* _TASK DESCRIPTION_
Using the optical flow text below, answer each question in one line:
(a) How does the second resolution compare to the first resolution?
(b) In the "other embodiments," where do both sets of images come from?
(c) Which module receives the high-resolution images for optional subsampling?

* _ARTICLE_
As introduced above MROF computes optical flow on image frames from
a lower resolution stream to reduce computational complexity of
optical flow. In one embodiment, when a high-resolution image frame
is received, the optical flow computation is performed with that
high-resolution image (e.g., from low to high). MROF therefore
allows for creation of high-resolution and high frame rate output
video with reduced computational effort. The variation of the
number of low-resolution frames in the process depends on the
available resources, such as camera and platform/device
performance. With regards to FIG. 3, at block 305, the embodiment
(e.g., MROF) receives a first image frame from a first plurality of
images having a first resolution, the first plurality of images
having a first resolution and a first frame rate.
[0040] At block 310, the embodiment receives a second image frame
from a second plurality of images, the second plurality of images
having a second resolution less than the first resolution and a
second frame rate. In some embodiments, the first plurality of
images (i.e., high-resolution images, low frame rate) are received
from a first camera sensor, and the second plurality of images
(i.e., low-resolution, high frame rate) are received from a second
(i.e., different or separate) camera sensor. In other embodiments,
the first plurality of images and the second plurality of images
are received from a same camera sensor.
[0041] At block 315, the embodiment computes optical flow from the
first image frame to the second image frame. In some embodiments,
if a high-resolution frame arrives at the same time as a
low-resolution frame, MSOF can directly use the high-resolution
frame without computing the registration.
[0042] At block 320, the embodiment outputs, based at least in part
on the first optical flow from the first image frame to the second
image frame, a third image frame as part of an output stream, the
output stream having a frame rate greater than or equal to the
first frame rate, and the third image frame has a resolution
greater than or equal to the second resolution. In one embodiment,
the first plurality of images comprise a first frame rate, the
second plurality of images comprise a second frame rate greater
than the first frame rate, and the third image frame is one of a
third plurality of images output with a frame rate greater than the
first frame rate. In some embodiments, MROF outputs a depth map at
the third resolution in response to the computed optical flows. For
the depth estimation MSOF may keep the latest "N" input image
frames in memory or some equivalent storage. This allows MSOF to
select two frames for the triangulation with a certain baseline.
For example, MSOF can use the camera pose from the tracking system
to estimate the baseline.
[0043] FIG. 4 is a functional block diagram of a processing unit
400 for optical flow computations, in one embodiment. In one
embodiment, processing unit 400, under direction of program code,
may perform processes 200 and/or 300, discussed above. For example,
a temporal sequence of high-resolution, low frame rate images 402
may be received by the processing unit 400. The high-resolution,
low frame rate images are provided to the optical flow
determination module 406. The high-resolution images 402 are also
provided to image resampling module 404 for optional subsampling.

* _DATA_
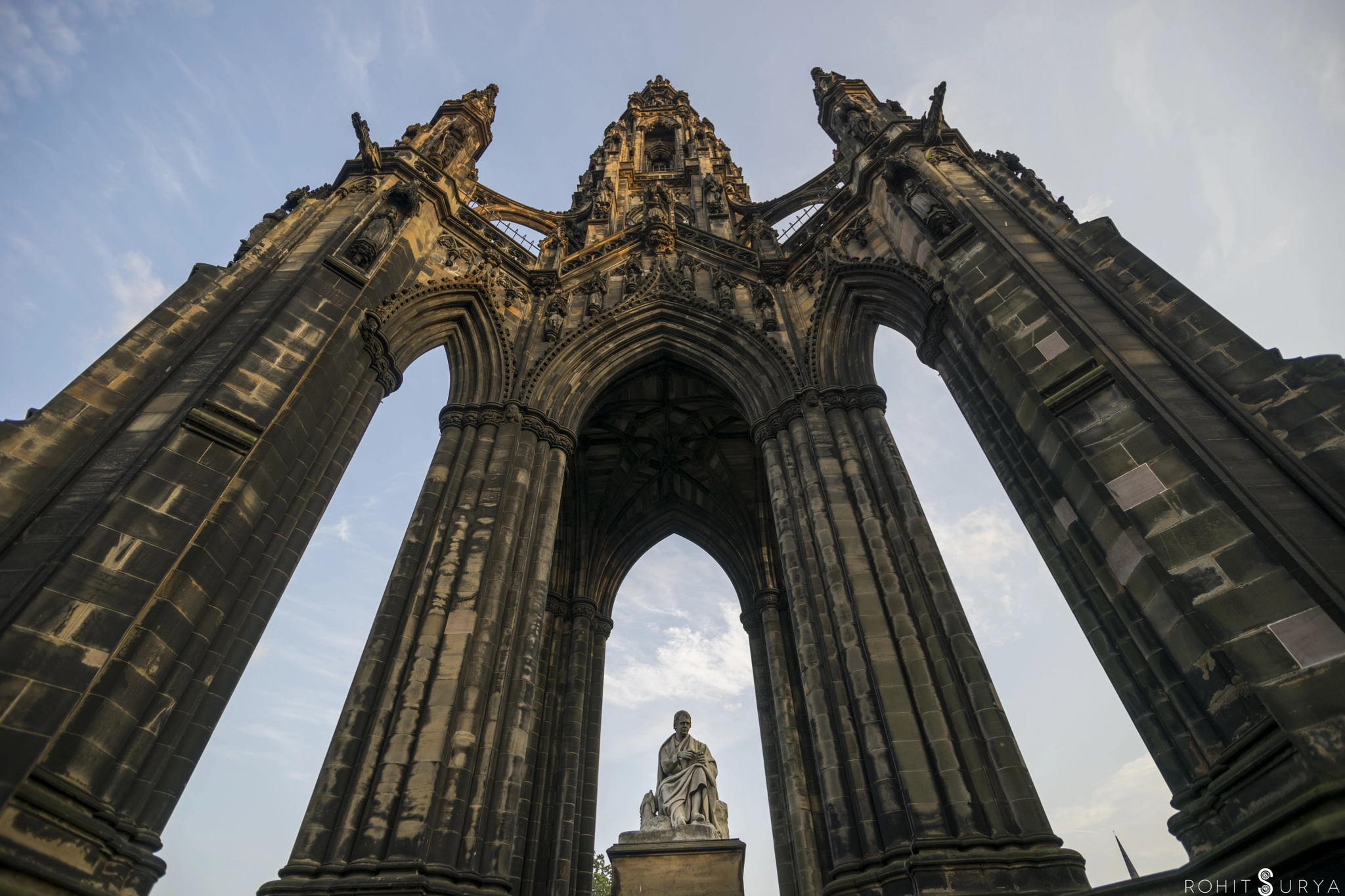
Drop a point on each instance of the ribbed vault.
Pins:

* _REPLY_
(a) The second resolution is less than the first resolution.
(b) They come from the same camera sensor.
(c) Image resampling module 404 receives them.